== Okunacak Metin ==
^^^^

Tevekkül ve
Kalbin Özgürleşmesi
Kulun işinde Allah’ı vekil kılması yani tevekkül, bir sonucu yaratma kudretini sadece O’na has kabul etmesi, nefsinin kibrini yenmesi ve Allah’ın kudretinin her şeye yeteceğini bilmesinden dolayıdır.
Sevr mağarasında Hz. Ebû Bekir radıyallahu anh, kendisi için korktuğundan daha fazla İki Cihan Serveri Efendimiz için korkuyordu. Şöyle demişti: “Ey Allah’ın Resûlü! Bizi arayanlardan biri ayak ucuna baksa bizi görecek, ölümle aramızda sadece bir bakış var.” Resûlullah Efendimiz sallallahu aleyhi vesellem şu cevabı verdi: “Üçüncüleri Allah olan iki kişiyi sen ne zannediyorsun, ya Ebû Bekir?”
Tevekkül tam olarak bu nebevî sözde saklıdır. Üçüncüleri Allah olan o iki kişi, tevekkülün canlı ve en üst örneğidir.
Tevekkül nedir?
Bir işi, hali, durumu Allah’a havale etmeye, O’nu vekil kılmaya tevekkül diyoruz. Genel anlamda aslında bütün işler Allah’a havaledir. Ancak bunu kalp ile gerçekleştirmek, kalbin o güvenceden yana tereddütsüz, kaygısız ve emin olması tevekkülün gerçekleştiğini gösterir.

^^^^

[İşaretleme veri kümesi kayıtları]
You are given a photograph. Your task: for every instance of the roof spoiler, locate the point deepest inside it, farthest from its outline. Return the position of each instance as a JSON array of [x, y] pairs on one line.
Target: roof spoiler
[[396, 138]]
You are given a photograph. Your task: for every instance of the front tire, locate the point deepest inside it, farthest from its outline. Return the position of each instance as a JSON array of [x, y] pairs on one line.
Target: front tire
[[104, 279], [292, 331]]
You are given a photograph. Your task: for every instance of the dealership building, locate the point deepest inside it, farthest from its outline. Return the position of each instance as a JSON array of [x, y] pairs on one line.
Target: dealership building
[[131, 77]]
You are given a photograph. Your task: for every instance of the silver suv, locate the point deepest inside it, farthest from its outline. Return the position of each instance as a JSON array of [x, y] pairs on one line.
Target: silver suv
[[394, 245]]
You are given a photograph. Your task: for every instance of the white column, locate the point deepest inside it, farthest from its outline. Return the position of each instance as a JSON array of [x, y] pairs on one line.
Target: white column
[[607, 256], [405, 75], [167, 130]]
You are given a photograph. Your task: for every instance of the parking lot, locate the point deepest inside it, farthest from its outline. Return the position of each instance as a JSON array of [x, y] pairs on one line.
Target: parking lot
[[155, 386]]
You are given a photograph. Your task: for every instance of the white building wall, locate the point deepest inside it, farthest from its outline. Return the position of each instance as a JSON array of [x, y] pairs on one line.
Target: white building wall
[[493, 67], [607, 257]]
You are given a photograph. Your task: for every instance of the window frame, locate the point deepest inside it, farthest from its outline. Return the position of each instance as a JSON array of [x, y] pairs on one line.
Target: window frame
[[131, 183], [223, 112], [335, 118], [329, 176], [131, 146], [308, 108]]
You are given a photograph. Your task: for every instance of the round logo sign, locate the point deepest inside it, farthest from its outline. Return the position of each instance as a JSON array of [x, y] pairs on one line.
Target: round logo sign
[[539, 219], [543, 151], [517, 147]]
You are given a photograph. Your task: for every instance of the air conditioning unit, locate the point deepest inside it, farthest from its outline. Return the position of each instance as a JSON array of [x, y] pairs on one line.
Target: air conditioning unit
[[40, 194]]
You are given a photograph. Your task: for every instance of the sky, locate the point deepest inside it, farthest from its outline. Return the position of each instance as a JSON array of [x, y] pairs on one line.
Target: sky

^^^^

== Alıştırmanın Amacı ==
Tevekkül metninin "Tevekkül tam olarak" sözlerini içeren yerle açılıp "tevekkülün gerçekleştiğini gösterir." ile kapanan kısmını, "tereddütsüz" yerine "şüphesiz" gelecek şekilde düzenleyerek yeniden yazar mısın?

== Çözülmüş Problem ==
Tevekkül tam olarak bu nebevî sözde saklıdır. Üçüncüleri Allah olan o iki kişi, tevekkülün canlı ve en üst örneğidir.
Tevekkül nedir?
Bir işi, hali, durumu Allah’a havale etmeye, O’nu vekil kılmaya tevekkül diyoruz. Genel anlamda aslında bütün işler Allah’a havaledir. Ancak bunu kalp ile gerçekleştirmek, kalbin o güvenceden yana şüphesiz, kaygısız ve emin olması tevekkülün gerçekleştiğini gösterir.